PROBLEM: Report every line in the data below that contains the word "body", copying each such line in full.

|---|

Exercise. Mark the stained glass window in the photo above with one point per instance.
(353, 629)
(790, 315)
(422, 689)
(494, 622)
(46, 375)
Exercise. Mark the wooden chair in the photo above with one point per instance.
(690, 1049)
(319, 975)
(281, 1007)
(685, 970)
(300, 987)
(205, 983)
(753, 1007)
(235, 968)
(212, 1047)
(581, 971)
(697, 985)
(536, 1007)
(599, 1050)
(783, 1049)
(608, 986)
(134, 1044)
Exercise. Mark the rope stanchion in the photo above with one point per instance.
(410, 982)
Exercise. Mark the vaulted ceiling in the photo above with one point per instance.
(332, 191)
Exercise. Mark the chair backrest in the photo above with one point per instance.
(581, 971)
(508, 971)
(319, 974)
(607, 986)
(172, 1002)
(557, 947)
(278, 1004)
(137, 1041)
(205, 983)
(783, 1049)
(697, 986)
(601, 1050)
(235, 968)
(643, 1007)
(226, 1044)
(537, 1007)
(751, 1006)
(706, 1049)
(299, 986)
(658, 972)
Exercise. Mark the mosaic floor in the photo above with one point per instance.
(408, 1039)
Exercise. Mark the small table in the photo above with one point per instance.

|---|

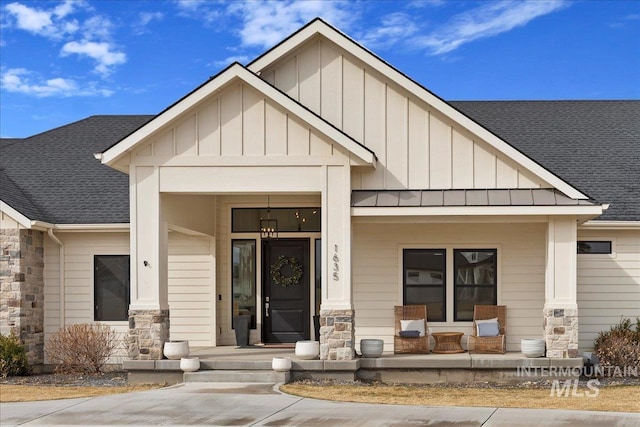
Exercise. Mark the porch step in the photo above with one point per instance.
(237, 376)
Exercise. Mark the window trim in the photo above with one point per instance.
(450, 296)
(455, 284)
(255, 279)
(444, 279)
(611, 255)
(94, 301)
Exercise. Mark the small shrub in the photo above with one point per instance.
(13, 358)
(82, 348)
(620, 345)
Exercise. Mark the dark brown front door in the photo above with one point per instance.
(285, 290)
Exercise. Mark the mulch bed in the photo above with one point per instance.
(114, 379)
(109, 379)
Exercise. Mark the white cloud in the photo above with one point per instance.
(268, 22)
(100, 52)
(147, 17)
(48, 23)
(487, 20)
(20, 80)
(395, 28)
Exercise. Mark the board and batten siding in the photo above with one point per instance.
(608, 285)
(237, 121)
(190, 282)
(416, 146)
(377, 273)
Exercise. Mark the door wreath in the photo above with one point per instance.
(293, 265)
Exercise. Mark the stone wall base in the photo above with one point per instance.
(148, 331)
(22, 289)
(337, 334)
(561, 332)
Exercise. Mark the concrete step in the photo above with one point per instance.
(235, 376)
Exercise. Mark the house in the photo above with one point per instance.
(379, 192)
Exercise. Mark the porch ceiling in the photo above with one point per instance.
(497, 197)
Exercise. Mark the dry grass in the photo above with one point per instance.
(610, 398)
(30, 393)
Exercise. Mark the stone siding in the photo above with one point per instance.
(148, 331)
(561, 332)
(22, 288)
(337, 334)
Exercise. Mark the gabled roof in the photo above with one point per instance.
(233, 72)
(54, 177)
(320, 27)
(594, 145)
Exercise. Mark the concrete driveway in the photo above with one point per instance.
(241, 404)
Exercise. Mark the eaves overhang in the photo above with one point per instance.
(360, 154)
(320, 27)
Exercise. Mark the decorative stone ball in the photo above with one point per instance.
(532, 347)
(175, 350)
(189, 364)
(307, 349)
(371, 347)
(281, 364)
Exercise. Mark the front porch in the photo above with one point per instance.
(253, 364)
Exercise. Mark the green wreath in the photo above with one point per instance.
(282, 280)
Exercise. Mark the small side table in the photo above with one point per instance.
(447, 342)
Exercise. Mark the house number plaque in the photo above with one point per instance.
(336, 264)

|---|

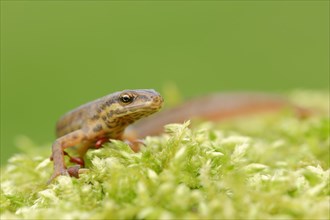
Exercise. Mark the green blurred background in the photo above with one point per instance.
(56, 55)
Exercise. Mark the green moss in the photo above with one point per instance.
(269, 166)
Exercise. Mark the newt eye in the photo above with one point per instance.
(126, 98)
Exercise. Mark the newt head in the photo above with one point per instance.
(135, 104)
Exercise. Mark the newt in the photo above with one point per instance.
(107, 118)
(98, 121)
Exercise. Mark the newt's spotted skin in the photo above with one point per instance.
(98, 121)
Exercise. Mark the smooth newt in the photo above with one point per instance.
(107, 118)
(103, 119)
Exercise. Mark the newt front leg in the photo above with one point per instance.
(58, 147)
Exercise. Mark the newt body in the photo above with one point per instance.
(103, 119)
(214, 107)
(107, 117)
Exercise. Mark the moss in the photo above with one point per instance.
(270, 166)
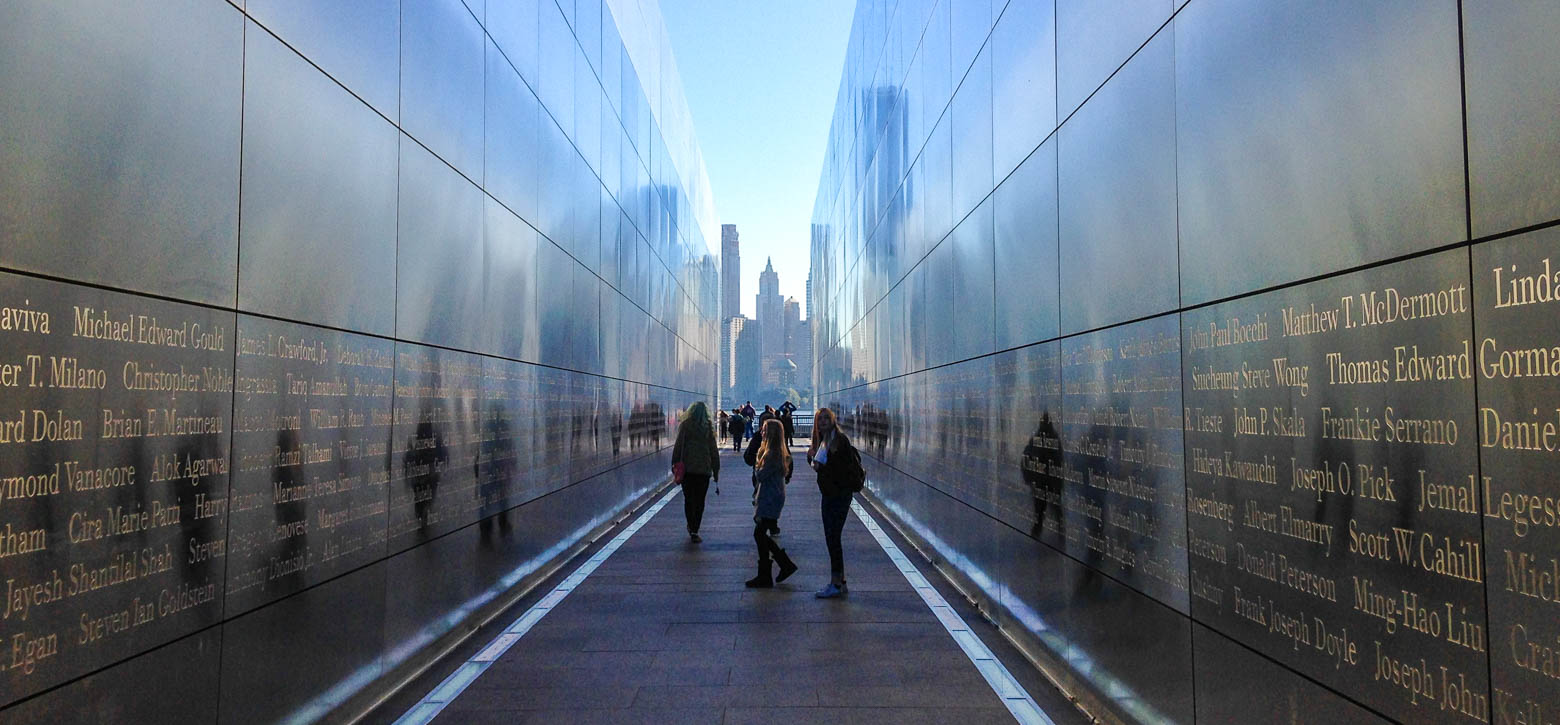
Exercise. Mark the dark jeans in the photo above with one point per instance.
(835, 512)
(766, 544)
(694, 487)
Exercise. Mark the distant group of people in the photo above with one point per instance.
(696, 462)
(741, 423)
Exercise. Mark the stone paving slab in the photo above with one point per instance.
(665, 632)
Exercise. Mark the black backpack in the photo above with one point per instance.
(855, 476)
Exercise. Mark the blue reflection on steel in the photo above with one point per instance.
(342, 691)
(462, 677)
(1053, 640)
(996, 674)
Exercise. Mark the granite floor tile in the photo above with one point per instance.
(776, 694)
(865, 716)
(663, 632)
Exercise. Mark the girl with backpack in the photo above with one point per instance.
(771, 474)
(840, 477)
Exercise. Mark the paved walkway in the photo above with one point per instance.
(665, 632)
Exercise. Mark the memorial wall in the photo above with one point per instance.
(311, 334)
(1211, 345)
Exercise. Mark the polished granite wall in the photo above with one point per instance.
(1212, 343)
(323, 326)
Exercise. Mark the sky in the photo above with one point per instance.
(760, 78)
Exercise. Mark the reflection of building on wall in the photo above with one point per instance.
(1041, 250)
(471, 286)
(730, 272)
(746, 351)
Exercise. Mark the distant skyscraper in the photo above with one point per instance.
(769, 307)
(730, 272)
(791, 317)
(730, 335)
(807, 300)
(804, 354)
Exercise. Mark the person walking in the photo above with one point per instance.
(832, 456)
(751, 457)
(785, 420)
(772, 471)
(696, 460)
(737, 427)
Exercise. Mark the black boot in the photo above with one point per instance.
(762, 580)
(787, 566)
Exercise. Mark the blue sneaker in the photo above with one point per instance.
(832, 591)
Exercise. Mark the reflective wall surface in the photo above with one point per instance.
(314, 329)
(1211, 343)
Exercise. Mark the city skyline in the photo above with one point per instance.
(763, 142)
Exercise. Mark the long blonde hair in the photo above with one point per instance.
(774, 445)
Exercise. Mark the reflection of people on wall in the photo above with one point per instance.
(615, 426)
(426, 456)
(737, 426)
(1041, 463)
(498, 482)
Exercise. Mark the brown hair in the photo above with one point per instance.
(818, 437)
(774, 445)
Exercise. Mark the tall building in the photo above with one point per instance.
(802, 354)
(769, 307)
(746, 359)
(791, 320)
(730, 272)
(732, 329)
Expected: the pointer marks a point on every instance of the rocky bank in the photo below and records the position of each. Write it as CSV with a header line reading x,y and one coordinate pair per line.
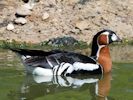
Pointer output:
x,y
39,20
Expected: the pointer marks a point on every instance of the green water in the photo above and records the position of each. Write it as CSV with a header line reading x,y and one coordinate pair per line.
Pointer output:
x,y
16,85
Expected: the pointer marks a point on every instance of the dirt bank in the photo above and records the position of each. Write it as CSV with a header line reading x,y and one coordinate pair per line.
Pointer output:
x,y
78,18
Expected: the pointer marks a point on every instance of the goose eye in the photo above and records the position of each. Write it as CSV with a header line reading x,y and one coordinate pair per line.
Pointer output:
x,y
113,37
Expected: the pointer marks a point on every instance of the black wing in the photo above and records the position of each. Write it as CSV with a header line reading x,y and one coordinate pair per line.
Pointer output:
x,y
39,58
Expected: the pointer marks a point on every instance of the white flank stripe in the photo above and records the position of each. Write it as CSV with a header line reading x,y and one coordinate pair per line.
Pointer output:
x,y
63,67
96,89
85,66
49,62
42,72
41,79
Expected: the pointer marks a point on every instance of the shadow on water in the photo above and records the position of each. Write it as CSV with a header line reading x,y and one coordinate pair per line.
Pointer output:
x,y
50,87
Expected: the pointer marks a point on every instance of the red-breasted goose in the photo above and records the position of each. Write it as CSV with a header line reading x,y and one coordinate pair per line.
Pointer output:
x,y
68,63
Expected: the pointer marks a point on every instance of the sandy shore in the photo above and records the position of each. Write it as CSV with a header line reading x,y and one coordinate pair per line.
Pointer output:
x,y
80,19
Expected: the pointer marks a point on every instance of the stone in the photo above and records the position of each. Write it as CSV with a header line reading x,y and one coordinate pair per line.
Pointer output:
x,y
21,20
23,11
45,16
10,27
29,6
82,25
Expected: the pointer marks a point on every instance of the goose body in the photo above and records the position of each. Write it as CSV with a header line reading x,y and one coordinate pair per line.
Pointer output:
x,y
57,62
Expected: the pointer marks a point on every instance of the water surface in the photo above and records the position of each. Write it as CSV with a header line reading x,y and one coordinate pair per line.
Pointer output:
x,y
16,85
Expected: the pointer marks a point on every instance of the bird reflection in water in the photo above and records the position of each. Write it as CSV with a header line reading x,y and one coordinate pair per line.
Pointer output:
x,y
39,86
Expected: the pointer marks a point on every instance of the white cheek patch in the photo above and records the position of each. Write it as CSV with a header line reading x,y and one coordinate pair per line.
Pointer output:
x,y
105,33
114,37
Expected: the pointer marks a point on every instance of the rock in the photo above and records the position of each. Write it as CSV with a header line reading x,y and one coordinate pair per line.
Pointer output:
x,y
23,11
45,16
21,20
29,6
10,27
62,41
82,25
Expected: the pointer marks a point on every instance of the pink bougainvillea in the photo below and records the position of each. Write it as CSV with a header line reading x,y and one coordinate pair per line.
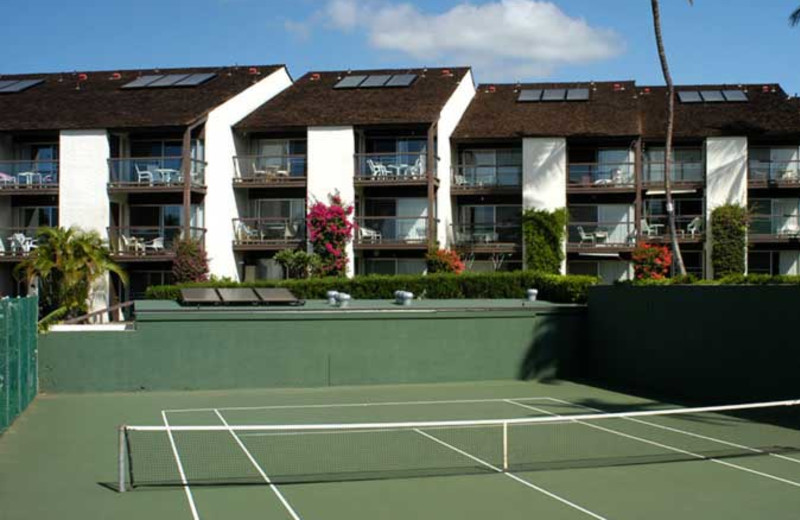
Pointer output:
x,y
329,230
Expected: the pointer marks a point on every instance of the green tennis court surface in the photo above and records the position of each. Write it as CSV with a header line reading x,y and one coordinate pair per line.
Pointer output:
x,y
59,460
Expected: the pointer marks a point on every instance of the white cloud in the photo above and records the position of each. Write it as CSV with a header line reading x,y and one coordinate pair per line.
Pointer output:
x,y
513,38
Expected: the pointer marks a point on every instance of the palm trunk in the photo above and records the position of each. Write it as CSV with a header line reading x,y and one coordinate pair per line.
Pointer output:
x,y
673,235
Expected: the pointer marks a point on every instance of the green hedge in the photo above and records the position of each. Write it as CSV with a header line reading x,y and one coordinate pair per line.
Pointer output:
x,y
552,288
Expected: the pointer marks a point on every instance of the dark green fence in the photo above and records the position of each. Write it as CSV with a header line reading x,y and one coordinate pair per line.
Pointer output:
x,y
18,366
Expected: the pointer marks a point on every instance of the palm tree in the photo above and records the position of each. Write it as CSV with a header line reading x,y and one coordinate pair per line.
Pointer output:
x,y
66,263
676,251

|---|

RESULT FOR THIS TASK:
Exercise. Mark the newt body in the photo above with one point per instance.
Expected: the pointer marks a point on every instance of the goose body in the photo above and records the position of each. Write it as CSV with a header line reading x,y and one coordinate pair per line.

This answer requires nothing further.